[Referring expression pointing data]
○ ○ ○

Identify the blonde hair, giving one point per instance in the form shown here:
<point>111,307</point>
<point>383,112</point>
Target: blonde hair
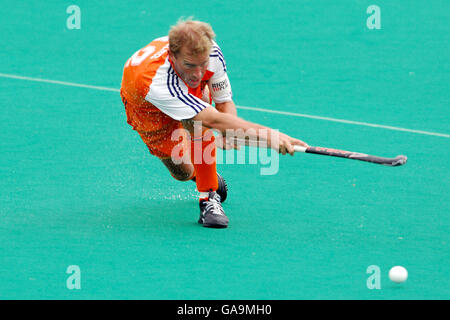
<point>196,36</point>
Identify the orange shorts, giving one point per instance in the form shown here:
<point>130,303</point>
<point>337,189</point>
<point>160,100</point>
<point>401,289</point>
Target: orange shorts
<point>163,135</point>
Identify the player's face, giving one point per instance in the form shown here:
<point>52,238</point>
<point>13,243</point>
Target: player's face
<point>191,68</point>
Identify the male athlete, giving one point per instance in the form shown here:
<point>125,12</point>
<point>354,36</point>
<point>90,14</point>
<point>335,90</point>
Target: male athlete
<point>167,88</point>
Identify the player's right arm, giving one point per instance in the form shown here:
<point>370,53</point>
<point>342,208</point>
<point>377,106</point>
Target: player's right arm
<point>222,122</point>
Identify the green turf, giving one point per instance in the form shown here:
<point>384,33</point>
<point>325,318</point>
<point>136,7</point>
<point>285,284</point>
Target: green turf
<point>78,187</point>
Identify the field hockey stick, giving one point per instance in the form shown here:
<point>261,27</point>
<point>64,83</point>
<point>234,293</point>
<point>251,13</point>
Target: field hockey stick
<point>393,162</point>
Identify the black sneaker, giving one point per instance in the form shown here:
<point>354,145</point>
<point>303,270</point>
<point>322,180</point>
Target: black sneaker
<point>211,212</point>
<point>222,189</point>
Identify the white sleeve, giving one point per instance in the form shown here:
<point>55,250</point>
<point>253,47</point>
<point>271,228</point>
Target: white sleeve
<point>171,96</point>
<point>219,84</point>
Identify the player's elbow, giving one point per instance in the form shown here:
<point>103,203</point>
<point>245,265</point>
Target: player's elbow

○ ○ ○

● AIM OF THE TASK: Your response must reproduce every line of the data exactly, with images omitted.

● REPLY TO THE TASK:
Identify the blonde hair, giving one point per instance in the form shown here:
<point>111,307</point>
<point>383,112</point>
Target: blonde hair
<point>196,36</point>
Identify the orange shorts, giving one point per instance in the form shown here:
<point>130,303</point>
<point>337,189</point>
<point>160,100</point>
<point>401,289</point>
Target: orange shorts
<point>163,135</point>
Identify the player's face, giving one point per instance in the form shown here:
<point>52,238</point>
<point>13,243</point>
Target: player's face
<point>191,68</point>
Identify the male athlete, giving one point per instance in the form shown here:
<point>125,12</point>
<point>354,36</point>
<point>90,14</point>
<point>335,90</point>
Target: male athlete
<point>167,88</point>
Identify the player's right arm, giving one point per instance in the form shown here:
<point>370,53</point>
<point>342,208</point>
<point>377,106</point>
Target: player's right arm
<point>222,122</point>
Identify the green turf, giving one point per instance in the form shown here:
<point>384,33</point>
<point>325,318</point>
<point>136,7</point>
<point>285,284</point>
Target: green turf
<point>78,187</point>
Identify the field hockey stick, giving one point per instance in the form shown here:
<point>261,27</point>
<point>64,83</point>
<point>234,293</point>
<point>251,13</point>
Target: field hockey stick
<point>393,162</point>
Identify the black sneaker, giving one point per instance in the form shown here:
<point>354,145</point>
<point>303,270</point>
<point>322,180</point>
Target: black sneaker
<point>211,212</point>
<point>222,189</point>
Identify the white sleeve, giving one point per instance in the form shown here:
<point>55,250</point>
<point>253,47</point>
<point>271,228</point>
Target: white sleeve
<point>171,96</point>
<point>219,84</point>
Identify the player's elbow, giving one point per instance in the form shown here:
<point>103,203</point>
<point>245,265</point>
Target: player's elbow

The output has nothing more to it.